* _Dataset content_:

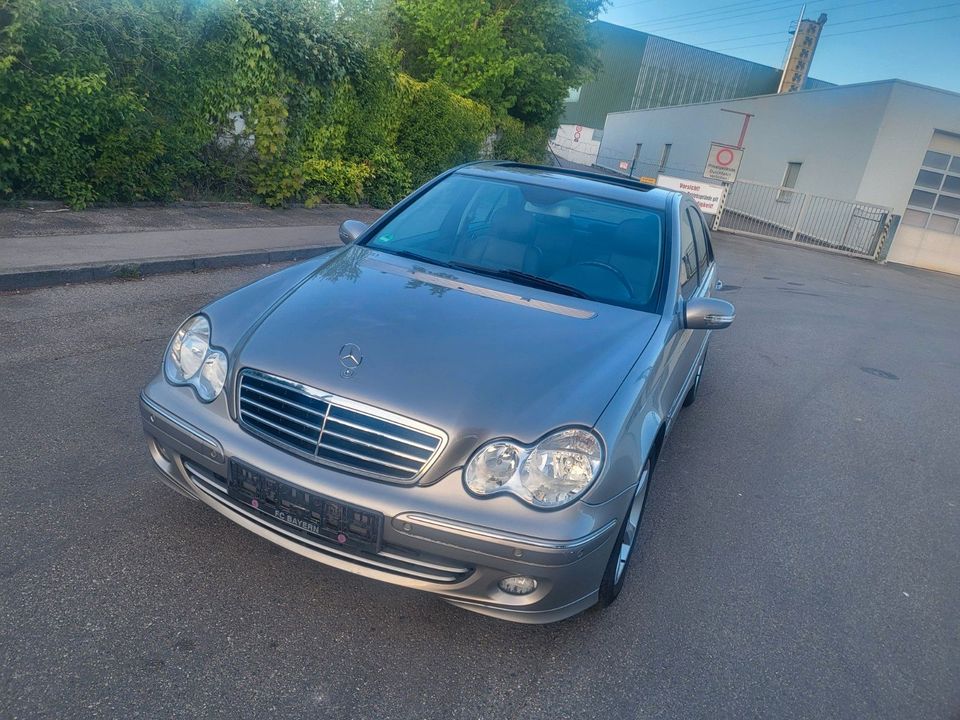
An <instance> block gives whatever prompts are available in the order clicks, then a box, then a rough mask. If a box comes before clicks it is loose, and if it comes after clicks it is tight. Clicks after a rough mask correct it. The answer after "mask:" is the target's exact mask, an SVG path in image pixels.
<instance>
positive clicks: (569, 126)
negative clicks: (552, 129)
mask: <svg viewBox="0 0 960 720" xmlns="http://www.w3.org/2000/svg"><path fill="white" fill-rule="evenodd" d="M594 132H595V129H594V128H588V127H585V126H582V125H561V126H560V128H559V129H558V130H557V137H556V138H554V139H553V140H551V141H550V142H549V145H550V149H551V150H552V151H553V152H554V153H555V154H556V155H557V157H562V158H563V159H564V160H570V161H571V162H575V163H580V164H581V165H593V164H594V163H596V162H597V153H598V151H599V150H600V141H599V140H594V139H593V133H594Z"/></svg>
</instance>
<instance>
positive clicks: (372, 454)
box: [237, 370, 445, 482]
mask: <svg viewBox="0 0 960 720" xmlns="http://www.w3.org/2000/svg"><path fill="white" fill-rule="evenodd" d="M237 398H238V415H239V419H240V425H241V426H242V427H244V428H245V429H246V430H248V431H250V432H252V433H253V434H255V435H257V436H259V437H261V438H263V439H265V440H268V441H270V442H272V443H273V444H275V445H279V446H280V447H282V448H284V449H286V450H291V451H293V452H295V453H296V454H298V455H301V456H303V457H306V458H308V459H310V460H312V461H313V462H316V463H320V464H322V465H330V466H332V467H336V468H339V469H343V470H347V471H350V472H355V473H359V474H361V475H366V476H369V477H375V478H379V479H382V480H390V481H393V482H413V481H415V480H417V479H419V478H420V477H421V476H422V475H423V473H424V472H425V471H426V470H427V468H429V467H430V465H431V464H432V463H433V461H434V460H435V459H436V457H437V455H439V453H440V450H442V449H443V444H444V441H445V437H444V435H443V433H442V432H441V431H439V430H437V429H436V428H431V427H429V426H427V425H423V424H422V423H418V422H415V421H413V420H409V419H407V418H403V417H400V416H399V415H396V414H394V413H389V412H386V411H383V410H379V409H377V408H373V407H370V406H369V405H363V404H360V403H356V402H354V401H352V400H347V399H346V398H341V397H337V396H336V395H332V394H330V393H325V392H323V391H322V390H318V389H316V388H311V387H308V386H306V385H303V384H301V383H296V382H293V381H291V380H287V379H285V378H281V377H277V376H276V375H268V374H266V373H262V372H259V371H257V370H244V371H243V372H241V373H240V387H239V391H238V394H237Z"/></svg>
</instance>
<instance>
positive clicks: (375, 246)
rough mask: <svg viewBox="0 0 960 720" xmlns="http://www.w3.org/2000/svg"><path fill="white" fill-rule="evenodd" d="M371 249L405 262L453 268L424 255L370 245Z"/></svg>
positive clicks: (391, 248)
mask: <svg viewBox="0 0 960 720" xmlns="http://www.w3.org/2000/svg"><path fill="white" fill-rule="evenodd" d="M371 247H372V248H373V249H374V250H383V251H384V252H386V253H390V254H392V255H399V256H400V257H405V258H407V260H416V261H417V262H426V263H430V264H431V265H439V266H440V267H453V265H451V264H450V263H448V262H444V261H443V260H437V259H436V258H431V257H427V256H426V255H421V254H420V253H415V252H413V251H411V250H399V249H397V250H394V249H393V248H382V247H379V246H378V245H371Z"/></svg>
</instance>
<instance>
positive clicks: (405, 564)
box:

* _Work instruction_:
List each line of the material above that contains the string "rough", matching case exactly.

* _Answer_:
An <instance> block gives whatever prompts are available in the order clicks, then a box, then a rough mask. If a box comes before clicks it is loose, and if it comes after clicks it is tight. Clicks after a rough mask correct it. The answer after "mask:" is the target's exact mask, an SVG path in image pixels.
rough mask: <svg viewBox="0 0 960 720" xmlns="http://www.w3.org/2000/svg"><path fill="white" fill-rule="evenodd" d="M371 249L405 262L453 268L424 255L370 245Z"/></svg>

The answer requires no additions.